Problem description → Lay out every line of the rows below as a Markdown table with two columns, Number for the row number and Line for the line itself. Leave out blank lines.

A series of rows →
· · ·

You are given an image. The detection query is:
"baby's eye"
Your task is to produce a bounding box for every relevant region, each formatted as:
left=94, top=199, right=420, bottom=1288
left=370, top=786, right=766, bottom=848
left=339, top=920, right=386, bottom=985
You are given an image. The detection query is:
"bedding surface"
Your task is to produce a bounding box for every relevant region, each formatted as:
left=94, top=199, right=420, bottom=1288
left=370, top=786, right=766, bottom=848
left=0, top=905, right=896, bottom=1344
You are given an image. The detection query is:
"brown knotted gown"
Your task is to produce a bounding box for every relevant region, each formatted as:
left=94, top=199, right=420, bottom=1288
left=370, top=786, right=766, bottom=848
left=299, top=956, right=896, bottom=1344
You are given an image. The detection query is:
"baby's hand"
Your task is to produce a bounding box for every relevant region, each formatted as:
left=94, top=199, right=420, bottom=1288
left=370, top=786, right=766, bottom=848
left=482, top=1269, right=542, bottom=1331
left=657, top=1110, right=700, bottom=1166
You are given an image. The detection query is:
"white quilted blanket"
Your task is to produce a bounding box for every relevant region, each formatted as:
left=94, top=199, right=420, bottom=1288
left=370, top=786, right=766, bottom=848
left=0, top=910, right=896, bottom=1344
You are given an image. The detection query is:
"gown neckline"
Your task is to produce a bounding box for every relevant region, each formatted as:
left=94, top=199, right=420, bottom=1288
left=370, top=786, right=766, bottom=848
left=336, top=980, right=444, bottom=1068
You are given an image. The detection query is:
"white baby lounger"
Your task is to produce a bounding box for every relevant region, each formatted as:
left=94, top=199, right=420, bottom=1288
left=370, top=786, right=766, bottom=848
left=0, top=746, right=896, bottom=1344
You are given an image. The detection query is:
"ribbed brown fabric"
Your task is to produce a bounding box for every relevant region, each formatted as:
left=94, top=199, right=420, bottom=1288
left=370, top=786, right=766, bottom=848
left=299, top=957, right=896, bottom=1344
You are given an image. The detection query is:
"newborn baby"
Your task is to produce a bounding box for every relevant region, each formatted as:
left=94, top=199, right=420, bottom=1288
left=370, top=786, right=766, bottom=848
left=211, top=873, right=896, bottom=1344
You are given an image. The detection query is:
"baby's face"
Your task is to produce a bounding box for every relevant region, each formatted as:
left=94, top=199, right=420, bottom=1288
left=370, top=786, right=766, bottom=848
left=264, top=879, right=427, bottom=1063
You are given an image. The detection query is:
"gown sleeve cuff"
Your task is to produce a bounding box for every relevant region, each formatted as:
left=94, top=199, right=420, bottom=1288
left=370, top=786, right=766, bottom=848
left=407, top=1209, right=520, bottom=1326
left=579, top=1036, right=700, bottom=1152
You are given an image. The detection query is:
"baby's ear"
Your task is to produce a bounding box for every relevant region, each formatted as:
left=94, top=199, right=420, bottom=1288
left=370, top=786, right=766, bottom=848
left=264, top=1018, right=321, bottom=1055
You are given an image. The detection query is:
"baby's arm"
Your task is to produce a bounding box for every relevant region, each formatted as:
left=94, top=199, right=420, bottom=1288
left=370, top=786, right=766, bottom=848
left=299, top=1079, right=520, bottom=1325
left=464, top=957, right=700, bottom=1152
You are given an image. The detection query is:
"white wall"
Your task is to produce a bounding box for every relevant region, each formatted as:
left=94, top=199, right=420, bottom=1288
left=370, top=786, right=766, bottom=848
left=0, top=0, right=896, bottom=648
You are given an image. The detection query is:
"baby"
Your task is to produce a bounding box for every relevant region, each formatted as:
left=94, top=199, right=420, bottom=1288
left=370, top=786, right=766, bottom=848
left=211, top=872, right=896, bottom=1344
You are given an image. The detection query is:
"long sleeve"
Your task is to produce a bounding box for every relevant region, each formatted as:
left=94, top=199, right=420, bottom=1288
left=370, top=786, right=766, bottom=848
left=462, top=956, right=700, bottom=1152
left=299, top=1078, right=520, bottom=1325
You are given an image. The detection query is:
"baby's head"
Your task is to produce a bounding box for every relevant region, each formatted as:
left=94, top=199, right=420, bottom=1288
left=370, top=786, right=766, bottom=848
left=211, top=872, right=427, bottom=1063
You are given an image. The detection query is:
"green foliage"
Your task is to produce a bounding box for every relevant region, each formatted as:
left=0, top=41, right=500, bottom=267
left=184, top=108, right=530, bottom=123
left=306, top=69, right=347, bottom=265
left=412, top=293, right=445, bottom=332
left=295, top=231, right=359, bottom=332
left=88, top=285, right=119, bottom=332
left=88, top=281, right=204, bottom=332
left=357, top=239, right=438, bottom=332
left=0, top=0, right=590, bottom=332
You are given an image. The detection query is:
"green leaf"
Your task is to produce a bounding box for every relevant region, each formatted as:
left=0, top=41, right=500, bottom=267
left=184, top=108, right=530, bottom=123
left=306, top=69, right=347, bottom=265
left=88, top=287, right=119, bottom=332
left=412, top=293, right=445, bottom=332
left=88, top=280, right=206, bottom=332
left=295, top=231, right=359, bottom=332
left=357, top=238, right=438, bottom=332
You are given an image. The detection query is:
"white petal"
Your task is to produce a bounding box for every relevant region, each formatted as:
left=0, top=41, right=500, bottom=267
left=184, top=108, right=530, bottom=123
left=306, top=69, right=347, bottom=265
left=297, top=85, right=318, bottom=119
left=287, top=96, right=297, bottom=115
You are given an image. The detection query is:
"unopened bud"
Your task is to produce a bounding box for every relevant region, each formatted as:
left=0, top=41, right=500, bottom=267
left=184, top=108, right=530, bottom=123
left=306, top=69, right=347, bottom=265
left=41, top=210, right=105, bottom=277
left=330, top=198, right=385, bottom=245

· · ·

Completed task →
| Number | Line |
|---|---|
| 1 | You are given an image. The detection query is: |
| 2 | "baby's eye" |
| 3 | Your task is to produce a bounding box for every relevant region, each formatted as: |
| 4 | left=94, top=199, right=420, bottom=1288 |
| 5 | left=370, top=786, right=766, bottom=848 |
| 6 | left=339, top=920, right=386, bottom=985 |
| 7 | You are given an image. The detection query is: |
| 8 | "bedding surface" |
| 9 | Your task is to produce a bounding box for every relevant region, each formatted as: |
| 10 | left=94, top=199, right=420, bottom=1288 |
| 11 | left=370, top=786, right=766, bottom=848 |
| 12 | left=0, top=905, right=896, bottom=1344 |
| 13 | You are given an image. The detection query is: |
| 14 | "brown knotted gown" |
| 15 | Your task is to produce a bounding box for every relevant region, each formatted as: |
| 16 | left=94, top=199, right=420, bottom=1288 |
| 17 | left=370, top=786, right=766, bottom=848 |
| 18 | left=299, top=956, right=896, bottom=1344 |
| 19 | You are given an image. The detection query is: |
| 20 | "baby's hand" |
| 21 | Your task is to produce a bounding box for every relevant region, each formatted as: |
| 22 | left=94, top=199, right=420, bottom=1288 |
| 23 | left=370, top=786, right=766, bottom=848 |
| 24 | left=482, top=1269, right=542, bottom=1331 |
| 25 | left=657, top=1110, right=700, bottom=1166 |
| 26 | You are given an image. The detection query is: |
| 27 | "white quilted blanket" |
| 28 | Your task is to produce a bounding box for every relevant region, each formatted as: |
| 29 | left=94, top=199, right=420, bottom=1288 |
| 30 | left=370, top=786, right=766, bottom=848 |
| 31 | left=0, top=910, right=896, bottom=1344 |
| 32 | You are given an image. The detection query is: |
| 33 | "gown neckline" |
| 34 | Your task is to produce a bounding box for every relevant region, each formatted as: |
| 35 | left=94, top=199, right=420, bottom=1288 |
| 36 | left=370, top=786, right=766, bottom=848 |
| 37 | left=336, top=980, right=444, bottom=1068 |
| 38 | You are given an image. The detection query is: |
| 39 | "white baby lounger" |
| 40 | Your task is to produce a bounding box for every relevant region, each formatted as: |
| 41 | left=94, top=199, right=420, bottom=1288 |
| 42 | left=370, top=786, right=766, bottom=848 |
| 43 | left=0, top=746, right=896, bottom=1344 |
| 44 | You are given an image. The detection query is: |
| 45 | "ribbed brown fabric" |
| 46 | Your task is to produce a bounding box for every relevant region, each formatted as: |
| 47 | left=94, top=199, right=420, bottom=1288 |
| 48 | left=370, top=786, right=766, bottom=848 |
| 49 | left=299, top=957, right=896, bottom=1344 |
| 50 | You are given an image. The detection query is: |
| 51 | "newborn baby" |
| 52 | Your task is to produce a bounding box for every relevant region, each formatted as: |
| 53 | left=94, top=199, right=420, bottom=1288 |
| 54 | left=370, top=786, right=766, bottom=848 |
| 55 | left=211, top=873, right=896, bottom=1344 |
| 56 | You are given an image. The detection query is: |
| 57 | "baby's face" |
| 58 | Your task is to produce a bounding box for every relevant region, each formatted as: |
| 59 | left=94, top=199, right=420, bottom=1288 |
| 60 | left=370, top=786, right=766, bottom=848 |
| 61 | left=264, top=879, right=427, bottom=1063 |
| 62 | You are given an image. The detection query is: |
| 63 | "gown sleeve cuff" |
| 64 | Your task is to produce a bounding box for every relevant region, each formatted as: |
| 65 | left=94, top=199, right=420, bottom=1288 |
| 66 | left=370, top=786, right=766, bottom=848 |
| 67 | left=407, top=1209, right=520, bottom=1326 |
| 68 | left=579, top=1036, right=700, bottom=1152 |
| 69 | You are given an image. The detection query is: |
| 70 | "baby's ear" |
| 71 | Your task is to produce a bounding box for every relevant region, each formatted as: |
| 72 | left=94, top=199, right=420, bottom=1288 |
| 73 | left=370, top=786, right=766, bottom=848 |
| 74 | left=264, top=1018, right=321, bottom=1055 |
| 75 | You are given an image. The detection query is: |
| 76 | "baby's arm" |
| 77 | Your task is to produce a bounding box for every relevant region, each formatted as: |
| 78 | left=94, top=199, right=420, bottom=1288 |
| 79 | left=370, top=786, right=766, bottom=848 |
| 80 | left=299, top=1079, right=520, bottom=1325 |
| 81 | left=464, top=957, right=700, bottom=1152 |
| 82 | You are given an image. The detection query is: |
| 83 | "white wall" |
| 84 | Your task is to produce a bounding box for every relevant region, each formatted as: |
| 85 | left=94, top=199, right=420, bottom=1288 |
| 86 | left=370, top=786, right=766, bottom=848 |
| 87 | left=0, top=0, right=896, bottom=648 |
| 88 | You are given an image. The detection query is: |
| 89 | "baby" |
| 90 | Your task is to produce a bounding box for every relevant region, each formatted as: |
| 91 | left=94, top=199, right=420, bottom=1288 |
| 92 | left=370, top=786, right=766, bottom=848 |
| 93 | left=211, top=872, right=896, bottom=1344 |
| 94 | You are given an image. The detection query is: |
| 95 | "long sleeve" |
| 96 | Your task is to produce a bounding box for every relevant region, each formatted as: |
| 97 | left=94, top=199, right=420, bottom=1288 |
| 98 | left=370, top=786, right=766, bottom=848 |
| 99 | left=462, top=956, right=700, bottom=1152 |
| 100 | left=299, top=1078, right=520, bottom=1325 |
| 101 | You are given an image. The detection query is: |
| 102 | "baby's head" |
| 103 | Your task is to produce a bounding box for every relevant region, each formatted as: |
| 104 | left=94, top=199, right=420, bottom=1288 |
| 105 | left=370, top=786, right=766, bottom=848 |
| 106 | left=211, top=872, right=427, bottom=1063 |
| 107 | You are given an image. The detection query is: |
| 108 | "green foliage" |
| 109 | Your task is to produce a bounding box for every relevant region, each formatted as: |
| 110 | left=0, top=41, right=500, bottom=267 |
| 111 | left=184, top=108, right=530, bottom=123 |
| 112 | left=306, top=69, right=347, bottom=265 |
| 113 | left=412, top=293, right=445, bottom=332 |
| 114 | left=295, top=231, right=359, bottom=332 |
| 115 | left=88, top=285, right=119, bottom=332 |
| 116 | left=88, top=281, right=204, bottom=332 |
| 117 | left=357, top=239, right=438, bottom=332 |
| 118 | left=0, top=0, right=590, bottom=332 |
| 119 | You are given an image. The detection query is: |
| 120 | "green leaf" |
| 121 | Your task is to produce a bounding box for every relevant region, each formatted as: |
| 122 | left=0, top=41, right=500, bottom=267 |
| 123 | left=184, top=108, right=530, bottom=123 |
| 124 | left=306, top=69, right=347, bottom=265 |
| 125 | left=88, top=287, right=119, bottom=332 |
| 126 | left=412, top=293, right=445, bottom=332 |
| 127 | left=88, top=280, right=206, bottom=332 |
| 128 | left=295, top=231, right=359, bottom=332 |
| 129 | left=357, top=238, right=438, bottom=332 |
| 130 | You are given an image. The detection query is: |
| 131 | "white petal" |
| 132 | Your task is to produce a bounding box for every relevant region, each formatted as: |
| 133 | left=0, top=41, right=500, bottom=267 |
| 134 | left=184, top=108, right=530, bottom=123 |
| 135 | left=306, top=69, right=347, bottom=265 |
| 136 | left=297, top=85, right=318, bottom=119 |
| 137 | left=287, top=96, right=297, bottom=115 |
| 138 | You are given an image. The detection query is: |
| 139 | "unopened bud" |
| 140 | Your task is to produce a bounding box for every relevant region, each formatted as: |
| 141 | left=0, top=41, right=500, bottom=267 |
| 142 | left=184, top=108, right=530, bottom=123 |
| 143 | left=306, top=69, right=347, bottom=265 |
| 144 | left=41, top=210, right=105, bottom=277 |
| 145 | left=330, top=198, right=385, bottom=245 |